Ana sayfa

 

USAME BİN ZEYD R.A. أسامة بن زيد:

 

Eshâb-ı kirâmın büyüklerinden. “Resûlullahın sevgilisi” diye meşhûrdur. Babası, Peygamber efendimizin

âzâdlılarından Zeyd bin Hârise, anası, Ümm-i Eymen (r.anha)’dır. Künyesi, Ebû Muhammed’dir.

Nesebi, Üsame bin Zeyd bin Hârise bin Şerahbil’dir.

Mekke’ye giderken Resûlullahın devesinde, arkasında oturmuştu. Birlikte Kâ’be’ye girmişti.

Huneyn gazasında çocuk olduğu halde kahramanca çarpıştı. Çok cesur idi. Onsekiz yaşında iken, ordu

kumandanı yapıldı. 54 (m. 673) veya 59 (m. 678) senesinde Medine’de vefât etti.

Peygamber efendimiz, azadlı kölesi, Hz. Zeyd bin Hârise’yi çok severdi. Onu kendisine evlât edindi.

Dolayısıyle Hz. Üsâme bin Zeyd, aynı zamanda Peygamber efendimizin terbiyesi ile yetişti. Böylece

Peygamber efendimizin torunları Hz. Hasan ve Hz. Hüseyin’in sevgisine Hz. Üsâme de ortak oldu. Sevgili

Peygamberimiz, Üsâme’ye (r.a.) bu sevgisinin, babası Zeyd bin Hârise’ye olan sevgiden dolayı olduğunu

ifade ettiler ve: “Üsâme bana herkesten daha yakındır” buyurdular. Hz. Üsâme’nin, Ehl-i beyt’in

bir ferdi kabul edilmesinden sonra, gece gündüz demeden, her zaman, Peygamber efendimizin hâne-i

se’âdetlerine girip çıkmasına izin verildi.

Çocuk yaşta iken hicret sevabı kazandı. Medine döneminde, çocuk olduğu için, hicretin 7.8. yılına

kadar olan muharebelere katılamadı. Bundan sonra katıldığı muharebelerde çok kahramanlıklar gösterdi.

8 (m. 629) senesi Mekke’nin fethinde Peygamberimiz (s.a.v.), Kusva isimli devesine binip, terkisine

de, Hz. Üsâme bin Zeyd’i aldılar. Peygamberimiz, Mekke’nin fethinin ihsan edilmesinden duyduğu

derin minnet ve şükrandan dolayı cenâb-ı Hakka hamd etti. Kâ’be-i Muazzama’nın putlardan temizlenmesini

emir buyurdular. Peygamberimiz (s.a.v.) de devesinin üzerinde Hz. Üsâme ile birlikte Kâ’be’ye

geldiler. Mescid-i Haram’ın yanına gelince, develerinden inerek Hz. Üsâme, Hz. Bilâl, Hz. Osman bin

Talha ile Kâ’be’ye girdiler. Hz. Ömer daha önce gelip içerde bulunan çizilmiş insan suretlerini siliyordu.

===

■ Yapılacak iş ■
Üsâme bin Zeyd hakkındaki metne göre aşağıdaki soruları cevaplayın.
(a) Üsâme bin Zeyd'in annesinin adı nedir?
(b) Üsâme bin Zeyd kaç yaşındayken ordu kumandanı yapıldı?
(c) Mekke'nin fethinde Peygamberimizin bindiği devenin adı nedir?

■ Çıkarılan bilgiler ■
===

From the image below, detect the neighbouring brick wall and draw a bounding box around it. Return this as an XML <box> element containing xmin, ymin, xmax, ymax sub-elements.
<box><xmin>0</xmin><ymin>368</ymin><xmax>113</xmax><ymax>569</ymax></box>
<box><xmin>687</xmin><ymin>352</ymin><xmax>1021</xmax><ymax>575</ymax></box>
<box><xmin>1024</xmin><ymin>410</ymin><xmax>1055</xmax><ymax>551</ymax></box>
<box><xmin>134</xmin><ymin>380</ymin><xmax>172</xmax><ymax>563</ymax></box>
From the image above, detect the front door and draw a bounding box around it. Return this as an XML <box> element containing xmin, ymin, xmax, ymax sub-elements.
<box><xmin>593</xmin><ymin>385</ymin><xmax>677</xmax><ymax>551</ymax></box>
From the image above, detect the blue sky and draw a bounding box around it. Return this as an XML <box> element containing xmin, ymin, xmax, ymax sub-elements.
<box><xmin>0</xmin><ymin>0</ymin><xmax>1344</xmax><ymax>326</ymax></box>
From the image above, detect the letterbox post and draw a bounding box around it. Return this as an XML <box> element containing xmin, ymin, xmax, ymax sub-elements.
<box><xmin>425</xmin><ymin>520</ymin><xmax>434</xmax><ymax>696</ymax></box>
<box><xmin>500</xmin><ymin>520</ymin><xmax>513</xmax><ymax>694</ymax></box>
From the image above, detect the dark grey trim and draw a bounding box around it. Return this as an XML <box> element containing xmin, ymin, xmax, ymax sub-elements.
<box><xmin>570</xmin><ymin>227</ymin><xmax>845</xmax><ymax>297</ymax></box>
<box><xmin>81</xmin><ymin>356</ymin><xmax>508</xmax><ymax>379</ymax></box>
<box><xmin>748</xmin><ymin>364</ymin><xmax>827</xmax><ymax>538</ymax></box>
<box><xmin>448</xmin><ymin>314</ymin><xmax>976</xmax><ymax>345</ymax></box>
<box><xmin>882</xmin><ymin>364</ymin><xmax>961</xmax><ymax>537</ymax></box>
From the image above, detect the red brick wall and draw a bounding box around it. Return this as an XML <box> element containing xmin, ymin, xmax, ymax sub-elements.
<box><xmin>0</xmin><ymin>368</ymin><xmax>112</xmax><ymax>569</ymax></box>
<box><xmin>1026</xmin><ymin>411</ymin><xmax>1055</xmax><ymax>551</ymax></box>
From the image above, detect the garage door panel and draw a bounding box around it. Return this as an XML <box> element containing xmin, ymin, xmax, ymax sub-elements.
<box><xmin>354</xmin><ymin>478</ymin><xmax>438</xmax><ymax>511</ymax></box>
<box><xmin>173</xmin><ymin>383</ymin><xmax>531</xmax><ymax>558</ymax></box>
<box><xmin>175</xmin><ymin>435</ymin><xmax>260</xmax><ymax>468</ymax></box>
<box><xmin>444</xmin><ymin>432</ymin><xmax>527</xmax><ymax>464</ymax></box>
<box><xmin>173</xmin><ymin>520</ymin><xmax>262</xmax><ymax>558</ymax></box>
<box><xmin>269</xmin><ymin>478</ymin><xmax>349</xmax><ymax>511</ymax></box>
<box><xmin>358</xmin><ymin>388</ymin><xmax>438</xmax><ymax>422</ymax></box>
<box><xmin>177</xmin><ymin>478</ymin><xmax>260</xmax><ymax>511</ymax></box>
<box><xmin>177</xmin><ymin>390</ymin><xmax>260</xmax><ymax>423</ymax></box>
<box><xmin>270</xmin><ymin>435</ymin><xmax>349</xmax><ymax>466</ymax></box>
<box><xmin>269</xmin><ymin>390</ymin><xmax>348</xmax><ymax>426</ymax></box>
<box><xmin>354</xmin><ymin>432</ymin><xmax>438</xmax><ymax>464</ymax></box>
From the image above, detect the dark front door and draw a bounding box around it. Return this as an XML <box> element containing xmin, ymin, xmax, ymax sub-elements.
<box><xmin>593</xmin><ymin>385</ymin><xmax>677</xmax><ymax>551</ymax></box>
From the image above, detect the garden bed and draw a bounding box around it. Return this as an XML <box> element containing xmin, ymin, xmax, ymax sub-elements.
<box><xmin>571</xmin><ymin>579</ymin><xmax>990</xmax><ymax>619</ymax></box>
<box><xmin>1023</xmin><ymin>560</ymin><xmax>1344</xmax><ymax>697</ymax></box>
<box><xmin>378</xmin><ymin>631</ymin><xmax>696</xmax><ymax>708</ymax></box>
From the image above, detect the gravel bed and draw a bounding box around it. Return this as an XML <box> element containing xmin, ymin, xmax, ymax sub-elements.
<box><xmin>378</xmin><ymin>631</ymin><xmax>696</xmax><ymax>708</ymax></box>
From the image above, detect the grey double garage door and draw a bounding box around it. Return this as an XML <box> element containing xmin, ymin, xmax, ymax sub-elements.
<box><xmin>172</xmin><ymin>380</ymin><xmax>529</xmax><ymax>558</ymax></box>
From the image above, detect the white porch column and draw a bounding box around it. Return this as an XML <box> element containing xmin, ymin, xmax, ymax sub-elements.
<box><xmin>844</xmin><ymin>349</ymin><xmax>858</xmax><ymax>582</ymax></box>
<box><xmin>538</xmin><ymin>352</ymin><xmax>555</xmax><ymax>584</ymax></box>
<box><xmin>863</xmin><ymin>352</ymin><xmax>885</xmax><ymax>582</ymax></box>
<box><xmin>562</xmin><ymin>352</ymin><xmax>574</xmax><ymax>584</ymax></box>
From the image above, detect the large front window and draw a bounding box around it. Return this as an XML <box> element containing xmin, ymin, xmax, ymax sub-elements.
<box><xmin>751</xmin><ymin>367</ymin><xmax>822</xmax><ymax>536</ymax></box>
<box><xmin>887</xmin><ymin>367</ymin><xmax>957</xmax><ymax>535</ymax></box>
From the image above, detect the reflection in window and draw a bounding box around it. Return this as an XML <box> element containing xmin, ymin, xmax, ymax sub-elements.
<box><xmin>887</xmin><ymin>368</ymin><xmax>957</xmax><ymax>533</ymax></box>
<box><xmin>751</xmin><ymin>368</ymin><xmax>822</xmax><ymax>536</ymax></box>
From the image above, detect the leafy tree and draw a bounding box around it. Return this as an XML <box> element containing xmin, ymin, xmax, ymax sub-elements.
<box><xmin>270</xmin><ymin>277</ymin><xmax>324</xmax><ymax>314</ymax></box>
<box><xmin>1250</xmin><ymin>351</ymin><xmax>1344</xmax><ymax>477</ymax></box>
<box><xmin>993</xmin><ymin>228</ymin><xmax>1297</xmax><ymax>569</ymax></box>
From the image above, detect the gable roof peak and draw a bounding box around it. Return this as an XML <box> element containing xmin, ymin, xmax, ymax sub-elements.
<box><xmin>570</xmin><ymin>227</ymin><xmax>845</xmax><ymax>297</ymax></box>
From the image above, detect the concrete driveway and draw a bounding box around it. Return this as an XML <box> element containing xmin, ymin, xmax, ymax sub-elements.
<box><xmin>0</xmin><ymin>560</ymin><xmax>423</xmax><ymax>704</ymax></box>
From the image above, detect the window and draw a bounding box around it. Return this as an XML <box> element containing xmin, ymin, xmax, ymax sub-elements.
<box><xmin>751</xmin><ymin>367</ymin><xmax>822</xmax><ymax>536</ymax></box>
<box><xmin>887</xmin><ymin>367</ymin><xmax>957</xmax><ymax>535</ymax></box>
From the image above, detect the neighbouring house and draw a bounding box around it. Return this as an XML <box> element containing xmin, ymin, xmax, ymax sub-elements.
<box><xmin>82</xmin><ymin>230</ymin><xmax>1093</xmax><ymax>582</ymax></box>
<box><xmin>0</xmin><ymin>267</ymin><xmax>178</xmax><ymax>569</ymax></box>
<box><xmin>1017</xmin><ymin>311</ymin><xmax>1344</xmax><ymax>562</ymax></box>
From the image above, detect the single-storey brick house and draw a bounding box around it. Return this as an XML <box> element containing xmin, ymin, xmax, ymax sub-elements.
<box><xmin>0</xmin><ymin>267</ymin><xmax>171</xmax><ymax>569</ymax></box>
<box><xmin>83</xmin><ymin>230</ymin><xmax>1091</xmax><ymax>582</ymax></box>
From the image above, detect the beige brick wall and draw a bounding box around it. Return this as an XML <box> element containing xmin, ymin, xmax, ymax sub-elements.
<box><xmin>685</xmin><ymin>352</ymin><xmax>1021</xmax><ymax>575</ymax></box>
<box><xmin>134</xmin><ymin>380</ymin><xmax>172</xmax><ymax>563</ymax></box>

===

■ Yazılı cevap ■
(a) Ümm-i Eymen
(b) On sekiz yaşındayken
(c) Kusva